* Supplied entries
==========

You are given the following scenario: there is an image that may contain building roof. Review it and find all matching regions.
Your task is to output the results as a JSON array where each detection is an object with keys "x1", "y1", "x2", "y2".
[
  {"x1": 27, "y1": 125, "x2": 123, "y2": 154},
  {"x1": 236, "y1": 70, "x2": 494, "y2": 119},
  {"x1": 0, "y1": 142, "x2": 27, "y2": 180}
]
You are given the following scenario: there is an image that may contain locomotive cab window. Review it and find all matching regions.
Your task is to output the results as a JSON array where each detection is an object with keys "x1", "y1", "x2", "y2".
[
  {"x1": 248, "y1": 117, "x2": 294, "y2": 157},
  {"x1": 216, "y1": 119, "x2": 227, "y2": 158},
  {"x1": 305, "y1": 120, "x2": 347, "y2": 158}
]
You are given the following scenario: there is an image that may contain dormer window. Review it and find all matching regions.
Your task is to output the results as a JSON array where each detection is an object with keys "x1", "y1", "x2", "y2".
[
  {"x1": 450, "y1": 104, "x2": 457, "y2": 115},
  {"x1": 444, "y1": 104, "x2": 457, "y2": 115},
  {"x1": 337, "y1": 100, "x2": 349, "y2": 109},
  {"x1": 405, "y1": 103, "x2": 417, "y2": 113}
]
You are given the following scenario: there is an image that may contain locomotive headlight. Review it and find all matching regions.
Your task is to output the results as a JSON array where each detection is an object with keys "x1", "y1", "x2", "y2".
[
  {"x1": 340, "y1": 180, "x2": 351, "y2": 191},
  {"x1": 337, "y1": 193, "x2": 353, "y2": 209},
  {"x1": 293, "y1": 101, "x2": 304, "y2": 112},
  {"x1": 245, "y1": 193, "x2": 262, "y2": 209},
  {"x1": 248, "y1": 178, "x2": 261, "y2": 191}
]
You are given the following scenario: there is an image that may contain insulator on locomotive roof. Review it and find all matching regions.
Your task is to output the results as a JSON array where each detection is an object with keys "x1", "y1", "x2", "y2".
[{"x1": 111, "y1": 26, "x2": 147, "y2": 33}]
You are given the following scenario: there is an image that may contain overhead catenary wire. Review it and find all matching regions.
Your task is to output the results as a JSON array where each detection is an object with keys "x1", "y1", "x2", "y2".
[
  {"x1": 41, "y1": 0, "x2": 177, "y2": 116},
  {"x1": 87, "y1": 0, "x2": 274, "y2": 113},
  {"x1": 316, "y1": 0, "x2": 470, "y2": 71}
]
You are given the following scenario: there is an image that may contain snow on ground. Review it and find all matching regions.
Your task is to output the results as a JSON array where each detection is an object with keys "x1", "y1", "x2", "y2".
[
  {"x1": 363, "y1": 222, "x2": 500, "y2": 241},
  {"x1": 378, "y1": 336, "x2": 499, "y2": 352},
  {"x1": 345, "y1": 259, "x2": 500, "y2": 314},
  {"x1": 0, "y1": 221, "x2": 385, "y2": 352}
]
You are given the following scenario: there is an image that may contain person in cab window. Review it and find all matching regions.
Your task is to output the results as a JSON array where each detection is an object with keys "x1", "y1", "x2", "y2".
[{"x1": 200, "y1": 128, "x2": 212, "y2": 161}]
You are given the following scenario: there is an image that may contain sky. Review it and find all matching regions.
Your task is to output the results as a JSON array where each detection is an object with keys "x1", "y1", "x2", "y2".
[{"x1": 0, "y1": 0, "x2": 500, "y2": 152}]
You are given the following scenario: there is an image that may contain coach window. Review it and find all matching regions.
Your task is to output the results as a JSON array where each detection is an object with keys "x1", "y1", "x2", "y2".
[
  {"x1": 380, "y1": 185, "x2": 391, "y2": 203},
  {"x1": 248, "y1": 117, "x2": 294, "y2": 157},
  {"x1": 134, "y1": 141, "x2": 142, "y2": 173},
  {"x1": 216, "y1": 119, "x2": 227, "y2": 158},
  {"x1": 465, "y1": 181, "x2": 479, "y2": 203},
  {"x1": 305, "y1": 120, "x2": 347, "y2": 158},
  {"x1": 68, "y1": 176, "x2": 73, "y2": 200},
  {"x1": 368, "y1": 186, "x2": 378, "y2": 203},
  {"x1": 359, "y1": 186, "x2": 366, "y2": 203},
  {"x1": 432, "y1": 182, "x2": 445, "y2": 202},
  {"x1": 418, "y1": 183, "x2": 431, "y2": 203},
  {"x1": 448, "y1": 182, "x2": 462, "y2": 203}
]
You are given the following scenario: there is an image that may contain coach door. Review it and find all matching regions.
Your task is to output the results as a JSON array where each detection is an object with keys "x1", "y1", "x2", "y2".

==========

Reproduce all of the rows above verbatim, character for character.

You are given the following scenario: there is an image that may contain building roof. Review it and find all matching regions.
Your task is to output the results as a JSON array where each detection is an object with keys "x1", "y1", "x2", "y2".
[
  {"x1": 27, "y1": 125, "x2": 123, "y2": 154},
  {"x1": 236, "y1": 70, "x2": 494, "y2": 119},
  {"x1": 0, "y1": 142, "x2": 27, "y2": 180}
]
You are given the following scenario: there is an image that may contain locomotive cab window. Review it and find all matching regions.
Your task is to output the results as a JSON array where each detection is an object with keys "x1", "y1", "x2", "y2".
[
  {"x1": 248, "y1": 117, "x2": 294, "y2": 157},
  {"x1": 216, "y1": 119, "x2": 227, "y2": 158},
  {"x1": 305, "y1": 120, "x2": 347, "y2": 158}
]
You are given the following scenario: there is an image that may contain dormer window. Review it and find all matching regions.
Your task is to output the results as a JSON array where each detection is an object with keys "x1", "y1", "x2", "y2".
[
  {"x1": 450, "y1": 104, "x2": 457, "y2": 115},
  {"x1": 444, "y1": 104, "x2": 457, "y2": 115},
  {"x1": 337, "y1": 100, "x2": 349, "y2": 109},
  {"x1": 405, "y1": 103, "x2": 417, "y2": 113}
]
You are given the following scenario: there is an image that may contain locomotive headlight. Review it and find all matching regions.
Your task is to output the results as a JSON array where each detection is an object with keys "x1", "y1", "x2", "y2".
[
  {"x1": 340, "y1": 180, "x2": 351, "y2": 191},
  {"x1": 337, "y1": 193, "x2": 353, "y2": 209},
  {"x1": 293, "y1": 101, "x2": 304, "y2": 112},
  {"x1": 245, "y1": 193, "x2": 262, "y2": 209},
  {"x1": 248, "y1": 178, "x2": 261, "y2": 191}
]
You are given the following scenario: there is an image that may contain insulator on locomotive roof. Review it and find all matching regions.
Your task is to output the results as a JSON array where each detection is an object with keys "x1", "y1", "x2", "y2".
[{"x1": 111, "y1": 26, "x2": 147, "y2": 33}]
You are given the following scenario: there is an image that may contain overhead catenary wire. Review it and find all matching regions.
Your task is to output the results as a JSON array where each detection is an object with keys "x1", "y1", "x2", "y2".
[
  {"x1": 41, "y1": 0, "x2": 177, "y2": 116},
  {"x1": 87, "y1": 0, "x2": 274, "y2": 113},
  {"x1": 316, "y1": 0, "x2": 470, "y2": 71}
]
You are given the following scenario: there is an image that may contain snow on ground. Review it and find all matching regions.
Your task is to output the results as a JSON array where each detection is an object with keys "x1", "y1", "x2", "y2".
[
  {"x1": 363, "y1": 222, "x2": 500, "y2": 241},
  {"x1": 378, "y1": 336, "x2": 499, "y2": 352},
  {"x1": 345, "y1": 259, "x2": 500, "y2": 314},
  {"x1": 0, "y1": 221, "x2": 385, "y2": 352}
]
You are given the following scenario: there is an image that may contain person in cab window. Review it and find all matching regions.
Your task is to output the results as a JSON array where each detection is an object with keys "x1", "y1", "x2", "y2".
[{"x1": 200, "y1": 128, "x2": 212, "y2": 161}]
You are given the following scenario: there is an image that may contain sky. Review it and find all matching regions.
Your task is to output the results as a JSON array where each detection is an object with keys "x1", "y1", "x2", "y2".
[{"x1": 0, "y1": 0, "x2": 500, "y2": 152}]
You are given the following scenario: there is an image that may contain coach window. Review it and find all matching regions.
Your task is to output the results as a JSON array where each detection is an object with keys "x1", "y1", "x2", "y2".
[
  {"x1": 380, "y1": 185, "x2": 391, "y2": 203},
  {"x1": 248, "y1": 117, "x2": 294, "y2": 157},
  {"x1": 134, "y1": 141, "x2": 142, "y2": 173},
  {"x1": 216, "y1": 119, "x2": 227, "y2": 158},
  {"x1": 465, "y1": 181, "x2": 479, "y2": 203},
  {"x1": 305, "y1": 120, "x2": 347, "y2": 158},
  {"x1": 68, "y1": 176, "x2": 73, "y2": 200},
  {"x1": 368, "y1": 186, "x2": 378, "y2": 203},
  {"x1": 359, "y1": 186, "x2": 366, "y2": 203},
  {"x1": 432, "y1": 182, "x2": 445, "y2": 202},
  {"x1": 418, "y1": 183, "x2": 431, "y2": 203},
  {"x1": 448, "y1": 182, "x2": 462, "y2": 203}
]
You are given the following scenario: there is an image that may contain coach door. Review it and find all matching regions.
Your task is to output the results as a JSON array where each detection is an object with keys "x1", "y1", "x2", "y2".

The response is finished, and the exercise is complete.